• KURZE ÜBUNG A: Erkläre anhand des Textabschnitts, warum die Ankommenden auf dem Weg zur Lodge zuerst eine Registrationsstelle aufsuchen.

• TEXTABSCHNITT:

Beim Austeigen strömten uns dunstige Luft und Wärme entgegen, die wir in Quito oftmals vermisst hatten. Seltsame Geräusche begleiteten uns auf unserem Weg zur Registrationsstelle (ja wir sind hier in einem Schutzgebiet in Grenznähe und mit zahlreichen Indigenen Völkern – da schaut die Regierung gern mal nach wer hier so antrudelt und wohin er sich dann hin begiebt). Nach einem 10-minütigen Spaziergang durch abenteuerliches Grün erreichten wir dann auch die Lodge. Mehrere kleine, mit Palmenblättern gedeckte Häuschen auf Stelzen, die durch Holzstege miteinander verbunden waren, luden zum Verweilen ein. In den Hütten selbst schützten riesige über dem Bett befestigte Moskitonetze die Besucher vor vier- und gerne auch mehrbeinigen Überraschungsgästen während der Nacht. Für das leiblich Wohl war Carlos – Carlito zuständig und er erfüllte seine Aufgabe mehr als zufriedenstellend. Dreimal täglich gab es ein jeweils dreigängiges Menü, dass von einem reichhaltigen Saftangebot (Ananas, Mora, Baumtomate, Maracuja, Guanabana [gibts nur in Ecuador und ist die leckerste Frucht, die man sich vorstellen kann], Guave, Papaya, Mango) abgerundet wurde.

• KURZE ÜBUNG B: Gib aus der Auflistung die Zeilen wortgetreu wieder: Beginne mit der Zeile, die „Locate the desert ground;“ enthält, und höre mit der letzten Zeile der Auflistung auf. Beide Enden gehören dazu.

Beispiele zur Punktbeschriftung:
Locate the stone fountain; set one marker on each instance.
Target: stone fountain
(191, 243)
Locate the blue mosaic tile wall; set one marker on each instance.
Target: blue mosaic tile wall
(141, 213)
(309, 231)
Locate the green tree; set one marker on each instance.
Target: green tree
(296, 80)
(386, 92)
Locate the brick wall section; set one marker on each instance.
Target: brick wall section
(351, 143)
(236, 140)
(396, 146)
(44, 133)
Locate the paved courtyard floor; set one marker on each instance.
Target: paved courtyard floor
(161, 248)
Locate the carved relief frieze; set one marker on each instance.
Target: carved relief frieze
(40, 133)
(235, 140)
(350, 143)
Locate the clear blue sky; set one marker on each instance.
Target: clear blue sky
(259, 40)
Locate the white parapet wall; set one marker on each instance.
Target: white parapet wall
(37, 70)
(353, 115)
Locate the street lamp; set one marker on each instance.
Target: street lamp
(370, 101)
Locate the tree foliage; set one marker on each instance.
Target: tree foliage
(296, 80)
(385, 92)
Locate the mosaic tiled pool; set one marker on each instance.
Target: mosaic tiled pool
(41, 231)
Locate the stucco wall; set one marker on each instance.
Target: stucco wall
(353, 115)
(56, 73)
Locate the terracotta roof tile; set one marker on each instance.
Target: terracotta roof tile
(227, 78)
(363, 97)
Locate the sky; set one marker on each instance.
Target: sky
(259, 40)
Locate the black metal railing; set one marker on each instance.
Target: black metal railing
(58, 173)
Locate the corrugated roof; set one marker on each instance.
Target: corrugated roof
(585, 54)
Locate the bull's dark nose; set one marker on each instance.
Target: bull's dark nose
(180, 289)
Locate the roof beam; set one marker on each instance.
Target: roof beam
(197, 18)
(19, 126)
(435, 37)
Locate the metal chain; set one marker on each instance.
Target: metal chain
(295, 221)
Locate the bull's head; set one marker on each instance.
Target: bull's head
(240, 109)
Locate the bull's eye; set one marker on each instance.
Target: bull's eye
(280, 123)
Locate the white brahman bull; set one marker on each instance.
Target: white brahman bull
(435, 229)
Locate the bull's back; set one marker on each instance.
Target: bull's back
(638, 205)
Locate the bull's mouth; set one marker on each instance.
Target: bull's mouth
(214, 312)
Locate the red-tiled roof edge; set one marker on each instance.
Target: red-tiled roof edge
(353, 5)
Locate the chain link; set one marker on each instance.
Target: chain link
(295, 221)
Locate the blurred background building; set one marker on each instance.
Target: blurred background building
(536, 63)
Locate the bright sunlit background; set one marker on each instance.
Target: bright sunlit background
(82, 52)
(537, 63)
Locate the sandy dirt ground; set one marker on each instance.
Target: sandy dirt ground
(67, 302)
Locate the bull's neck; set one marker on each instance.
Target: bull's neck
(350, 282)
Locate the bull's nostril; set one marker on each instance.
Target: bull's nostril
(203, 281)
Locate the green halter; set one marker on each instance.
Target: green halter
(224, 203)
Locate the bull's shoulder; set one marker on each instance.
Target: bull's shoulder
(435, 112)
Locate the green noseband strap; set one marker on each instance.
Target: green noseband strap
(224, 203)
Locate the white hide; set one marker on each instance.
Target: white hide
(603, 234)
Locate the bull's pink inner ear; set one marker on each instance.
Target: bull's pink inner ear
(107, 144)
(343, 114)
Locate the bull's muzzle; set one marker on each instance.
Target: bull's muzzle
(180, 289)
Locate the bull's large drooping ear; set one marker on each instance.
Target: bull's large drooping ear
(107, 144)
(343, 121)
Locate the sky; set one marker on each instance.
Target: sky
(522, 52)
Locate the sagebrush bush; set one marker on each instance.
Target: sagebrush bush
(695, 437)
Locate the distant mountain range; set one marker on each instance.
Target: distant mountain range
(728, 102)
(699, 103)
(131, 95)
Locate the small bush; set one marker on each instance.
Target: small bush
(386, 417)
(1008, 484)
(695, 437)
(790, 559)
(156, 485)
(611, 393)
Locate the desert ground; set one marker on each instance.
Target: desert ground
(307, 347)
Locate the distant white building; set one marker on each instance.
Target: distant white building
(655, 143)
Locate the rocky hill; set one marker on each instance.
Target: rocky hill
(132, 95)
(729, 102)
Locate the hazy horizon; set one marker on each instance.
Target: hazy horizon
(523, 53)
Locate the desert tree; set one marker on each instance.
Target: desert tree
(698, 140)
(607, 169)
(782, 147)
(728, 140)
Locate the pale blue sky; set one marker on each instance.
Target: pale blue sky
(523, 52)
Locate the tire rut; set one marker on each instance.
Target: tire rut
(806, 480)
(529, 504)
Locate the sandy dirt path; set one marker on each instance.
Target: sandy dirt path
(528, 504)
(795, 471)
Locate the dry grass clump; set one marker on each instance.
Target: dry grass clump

• ERWARTETE ANTWORT A: Das Gebiet ist ein Schutzgebiet in Grenznähe, in dem zahlreiche indigene Völker leben. Deshalb kontrolliert die Regierung, wer dort ankommt und wohin er sich anschließend begibt.

• ERWARTETE ANTWORT B:
Locate the desert ground; set one marker on each instance.
Target: desert ground
(307, 347)
Locate the distant white building; set one marker on each instance.
Target: distant white building
(655, 143)
Locate the rocky hill; set one marker on each instance.
Target: rocky hill
(132, 95)
(729, 102)
Locate the hazy horizon; set one marker on each instance.
Target: hazy horizon
(523, 53)
Locate the desert tree; set one marker on each instance.
Target: desert tree
(698, 140)
(607, 169)
(782, 147)
(728, 140)
Locate the pale blue sky; set one marker on each instance.
Target: pale blue sky
(523, 52)
Locate the tire rut; set one marker on each instance.
Target: tire rut
(806, 480)
(529, 504)
Locate the sandy dirt path; set one marker on each instance.
Target: sandy dirt path
(528, 504)
(795, 471)
Locate the dry grass clump; set one marker on each instance.
Target: dry grass clump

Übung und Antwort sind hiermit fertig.